Data for review:

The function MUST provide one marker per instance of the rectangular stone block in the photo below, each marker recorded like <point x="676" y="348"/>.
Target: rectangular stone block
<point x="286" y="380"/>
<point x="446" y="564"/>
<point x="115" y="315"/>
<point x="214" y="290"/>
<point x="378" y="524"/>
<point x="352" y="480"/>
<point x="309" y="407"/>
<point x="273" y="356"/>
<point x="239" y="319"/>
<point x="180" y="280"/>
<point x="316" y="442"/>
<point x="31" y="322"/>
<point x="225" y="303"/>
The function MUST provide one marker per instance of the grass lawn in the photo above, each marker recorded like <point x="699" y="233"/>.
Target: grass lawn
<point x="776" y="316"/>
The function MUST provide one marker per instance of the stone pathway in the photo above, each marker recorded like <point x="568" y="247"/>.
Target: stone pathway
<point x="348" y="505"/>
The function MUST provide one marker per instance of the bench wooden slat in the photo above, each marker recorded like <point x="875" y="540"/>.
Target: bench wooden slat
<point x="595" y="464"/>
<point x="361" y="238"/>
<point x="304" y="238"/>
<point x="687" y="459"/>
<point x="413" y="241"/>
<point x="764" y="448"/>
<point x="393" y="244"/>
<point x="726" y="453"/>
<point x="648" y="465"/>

Exercise prompt: Exactly as written, return every line of the material.

Exercise solution:
The function MUST provide one marker per instance of the rectangular stone block in the photo below, each marker recorded like <point x="676" y="348"/>.
Target: rectangular stone block
<point x="286" y="380"/>
<point x="446" y="564"/>
<point x="115" y="315"/>
<point x="214" y="290"/>
<point x="378" y="524"/>
<point x="352" y="480"/>
<point x="309" y="407"/>
<point x="273" y="356"/>
<point x="239" y="319"/>
<point x="180" y="280"/>
<point x="316" y="442"/>
<point x="31" y="322"/>
<point x="225" y="303"/>
The function MUST provide one marker per instance of the grass lawn in the photo above, each marker recorded like <point x="699" y="233"/>.
Target: grass lawn
<point x="776" y="316"/>
The function MUST provide one marker per instance of the stone pathway in the photo above, each marker recorded like <point x="568" y="247"/>.
Target: stone pathway
<point x="348" y="505"/>
The function MUST provide one marker per instance of the bench wooden slat in the photo above, each marker recorded like <point x="875" y="540"/>.
Target: bench wooden slat
<point x="595" y="464"/>
<point x="361" y="238"/>
<point x="304" y="238"/>
<point x="687" y="459"/>
<point x="413" y="241"/>
<point x="764" y="448"/>
<point x="393" y="244"/>
<point x="726" y="453"/>
<point x="648" y="465"/>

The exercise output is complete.